#### [Exercise aim]
In the forum thread on welding wheel spacers to wheels, what spacers does the original poster now use?

#### [Selected extract]

++++++++++

# Welding the Wheel Spacer to the Wheel?



## Astroboy (Jan 4, 2000)

Q: Would it be a bad idea to weld the aluminum spacers to the aluminum wheels? 

I've put on 16" BBSs from Mk4 on my Mk3 GTI, which was originally equipped with 15".
Without the spacers, the calipers were uncomfortably too close to the wheels. I now use 5mm H&R spacers bringing the wheels out a bit.
Last month, I had an oil change & new pads put-in at a VW dealership. Last week when detailing my wheels, one of them somehow looked funny. Then I discovered that a wheel spacer was missing and not used for one of the wheels. So I immediately went back to the dealer, and have my missing spacer & the lug nuts searched for, and they turn up.







&









Very scary. And I'm very glad I was able to find the mistake in time & recover my parts.
So, to reduce the mishaps again in the future... Welding, would that be a bad idea?


----------



## Domenic- (Oct 12, 2007)

++++++++++

#### [Data lines]

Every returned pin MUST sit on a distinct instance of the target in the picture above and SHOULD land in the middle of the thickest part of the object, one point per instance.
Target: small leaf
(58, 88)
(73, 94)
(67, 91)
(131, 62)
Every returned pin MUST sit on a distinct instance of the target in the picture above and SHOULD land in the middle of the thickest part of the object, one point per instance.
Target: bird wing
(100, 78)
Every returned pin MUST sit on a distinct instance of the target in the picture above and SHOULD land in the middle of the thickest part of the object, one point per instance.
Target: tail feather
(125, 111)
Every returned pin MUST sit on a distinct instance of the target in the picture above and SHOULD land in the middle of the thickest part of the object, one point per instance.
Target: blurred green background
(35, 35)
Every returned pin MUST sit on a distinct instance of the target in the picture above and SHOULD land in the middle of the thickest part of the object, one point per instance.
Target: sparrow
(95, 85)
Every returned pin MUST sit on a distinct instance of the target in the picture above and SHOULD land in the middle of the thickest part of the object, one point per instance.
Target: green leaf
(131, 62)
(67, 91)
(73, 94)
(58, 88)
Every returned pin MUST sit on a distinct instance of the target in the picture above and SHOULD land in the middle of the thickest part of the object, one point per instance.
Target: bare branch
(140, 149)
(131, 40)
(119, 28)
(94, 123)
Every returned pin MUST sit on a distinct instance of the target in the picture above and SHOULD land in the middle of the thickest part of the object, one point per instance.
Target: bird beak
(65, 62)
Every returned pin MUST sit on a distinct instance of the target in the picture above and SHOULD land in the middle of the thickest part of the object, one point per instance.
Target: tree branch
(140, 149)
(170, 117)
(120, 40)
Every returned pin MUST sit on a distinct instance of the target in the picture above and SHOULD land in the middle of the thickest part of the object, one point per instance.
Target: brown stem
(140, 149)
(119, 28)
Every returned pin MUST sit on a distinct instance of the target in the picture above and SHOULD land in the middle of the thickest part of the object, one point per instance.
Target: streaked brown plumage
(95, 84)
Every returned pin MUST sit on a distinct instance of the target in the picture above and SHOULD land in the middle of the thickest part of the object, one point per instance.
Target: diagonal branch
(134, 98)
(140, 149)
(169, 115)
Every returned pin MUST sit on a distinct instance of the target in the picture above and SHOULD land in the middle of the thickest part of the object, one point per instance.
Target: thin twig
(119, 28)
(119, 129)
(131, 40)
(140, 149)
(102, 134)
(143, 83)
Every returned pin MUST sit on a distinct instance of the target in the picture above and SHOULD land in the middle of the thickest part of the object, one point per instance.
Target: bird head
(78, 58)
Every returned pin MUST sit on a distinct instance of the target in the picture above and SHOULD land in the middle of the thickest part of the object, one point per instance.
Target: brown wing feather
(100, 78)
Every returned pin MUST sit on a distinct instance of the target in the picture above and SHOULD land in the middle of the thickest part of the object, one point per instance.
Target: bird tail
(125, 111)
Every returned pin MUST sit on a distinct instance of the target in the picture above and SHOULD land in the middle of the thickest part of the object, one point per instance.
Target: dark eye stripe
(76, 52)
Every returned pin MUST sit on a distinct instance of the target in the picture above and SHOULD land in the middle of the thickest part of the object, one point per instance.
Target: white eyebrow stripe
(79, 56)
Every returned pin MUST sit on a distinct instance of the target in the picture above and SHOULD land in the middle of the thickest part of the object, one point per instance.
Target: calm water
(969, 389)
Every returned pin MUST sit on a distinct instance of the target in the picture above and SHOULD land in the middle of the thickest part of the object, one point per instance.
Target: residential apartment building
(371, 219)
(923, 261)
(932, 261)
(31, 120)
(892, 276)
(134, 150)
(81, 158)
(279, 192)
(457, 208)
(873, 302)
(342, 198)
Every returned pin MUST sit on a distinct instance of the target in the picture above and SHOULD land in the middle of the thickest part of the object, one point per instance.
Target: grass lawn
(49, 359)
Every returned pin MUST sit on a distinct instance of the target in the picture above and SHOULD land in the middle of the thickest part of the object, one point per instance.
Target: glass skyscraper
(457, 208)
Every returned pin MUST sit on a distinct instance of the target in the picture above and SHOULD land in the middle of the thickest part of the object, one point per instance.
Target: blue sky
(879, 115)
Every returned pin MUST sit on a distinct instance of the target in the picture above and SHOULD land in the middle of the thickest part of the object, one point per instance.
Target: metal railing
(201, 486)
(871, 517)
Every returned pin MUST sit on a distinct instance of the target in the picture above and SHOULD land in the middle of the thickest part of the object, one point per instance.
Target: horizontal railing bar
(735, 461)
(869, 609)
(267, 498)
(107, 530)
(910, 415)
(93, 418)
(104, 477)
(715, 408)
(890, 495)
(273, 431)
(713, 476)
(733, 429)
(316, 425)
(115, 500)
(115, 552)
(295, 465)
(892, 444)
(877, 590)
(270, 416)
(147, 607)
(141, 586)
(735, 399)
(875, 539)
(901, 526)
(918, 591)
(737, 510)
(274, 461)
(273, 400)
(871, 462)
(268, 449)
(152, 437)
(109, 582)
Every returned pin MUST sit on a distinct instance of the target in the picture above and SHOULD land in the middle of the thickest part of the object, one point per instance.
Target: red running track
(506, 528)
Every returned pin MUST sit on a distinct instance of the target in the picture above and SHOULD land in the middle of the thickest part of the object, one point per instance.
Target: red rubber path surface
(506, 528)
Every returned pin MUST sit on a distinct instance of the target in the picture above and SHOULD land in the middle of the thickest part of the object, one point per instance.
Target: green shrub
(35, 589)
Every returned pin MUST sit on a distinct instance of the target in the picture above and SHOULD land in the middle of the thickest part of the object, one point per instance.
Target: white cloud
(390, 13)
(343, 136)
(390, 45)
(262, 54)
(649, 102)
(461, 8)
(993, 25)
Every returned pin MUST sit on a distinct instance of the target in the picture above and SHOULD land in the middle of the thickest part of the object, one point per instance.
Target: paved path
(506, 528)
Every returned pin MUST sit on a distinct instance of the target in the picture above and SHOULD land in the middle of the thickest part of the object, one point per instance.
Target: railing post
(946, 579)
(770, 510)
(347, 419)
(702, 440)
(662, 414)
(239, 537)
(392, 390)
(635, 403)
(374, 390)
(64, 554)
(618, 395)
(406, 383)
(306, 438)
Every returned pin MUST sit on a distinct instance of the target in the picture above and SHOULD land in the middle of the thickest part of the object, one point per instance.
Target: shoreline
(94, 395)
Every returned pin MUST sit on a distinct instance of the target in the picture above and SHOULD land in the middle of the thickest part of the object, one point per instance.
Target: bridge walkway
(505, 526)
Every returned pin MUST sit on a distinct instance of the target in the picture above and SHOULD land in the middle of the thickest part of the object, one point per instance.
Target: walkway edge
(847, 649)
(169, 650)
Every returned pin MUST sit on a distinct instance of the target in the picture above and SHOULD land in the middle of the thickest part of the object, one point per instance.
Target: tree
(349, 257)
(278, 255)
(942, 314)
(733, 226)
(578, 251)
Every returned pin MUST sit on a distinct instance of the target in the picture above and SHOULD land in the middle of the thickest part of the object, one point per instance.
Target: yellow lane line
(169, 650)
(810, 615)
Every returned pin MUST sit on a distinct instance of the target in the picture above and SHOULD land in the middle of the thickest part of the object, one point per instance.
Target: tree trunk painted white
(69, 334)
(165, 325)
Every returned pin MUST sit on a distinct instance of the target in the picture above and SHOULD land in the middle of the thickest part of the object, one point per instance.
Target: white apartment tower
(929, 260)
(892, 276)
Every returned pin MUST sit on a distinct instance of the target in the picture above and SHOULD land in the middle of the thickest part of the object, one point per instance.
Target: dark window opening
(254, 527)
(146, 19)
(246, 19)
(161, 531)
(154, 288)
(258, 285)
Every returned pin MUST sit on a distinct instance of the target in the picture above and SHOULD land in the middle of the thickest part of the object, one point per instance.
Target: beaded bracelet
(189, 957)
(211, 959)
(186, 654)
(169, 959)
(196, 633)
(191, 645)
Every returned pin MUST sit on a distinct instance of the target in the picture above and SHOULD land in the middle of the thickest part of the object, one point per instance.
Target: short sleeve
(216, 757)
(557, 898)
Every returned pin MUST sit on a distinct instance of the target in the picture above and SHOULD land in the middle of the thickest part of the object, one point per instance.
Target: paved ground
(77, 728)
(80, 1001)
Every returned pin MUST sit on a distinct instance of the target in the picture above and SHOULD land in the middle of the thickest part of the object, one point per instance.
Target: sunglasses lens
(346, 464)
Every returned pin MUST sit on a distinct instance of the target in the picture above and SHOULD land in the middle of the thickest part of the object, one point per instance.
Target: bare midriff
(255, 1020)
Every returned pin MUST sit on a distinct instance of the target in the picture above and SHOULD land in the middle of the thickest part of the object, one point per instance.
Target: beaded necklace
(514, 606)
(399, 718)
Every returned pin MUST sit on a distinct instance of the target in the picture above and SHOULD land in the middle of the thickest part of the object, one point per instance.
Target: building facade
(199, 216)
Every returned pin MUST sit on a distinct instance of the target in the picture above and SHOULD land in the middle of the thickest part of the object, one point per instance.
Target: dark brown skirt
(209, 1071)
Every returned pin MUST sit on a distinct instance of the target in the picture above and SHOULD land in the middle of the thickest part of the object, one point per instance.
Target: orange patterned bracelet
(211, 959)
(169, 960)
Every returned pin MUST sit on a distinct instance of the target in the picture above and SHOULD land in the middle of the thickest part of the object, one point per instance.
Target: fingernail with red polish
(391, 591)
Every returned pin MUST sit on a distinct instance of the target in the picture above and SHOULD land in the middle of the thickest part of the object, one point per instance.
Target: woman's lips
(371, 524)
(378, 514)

++++++++++

#### [Written answer]
5mm H&R spacers.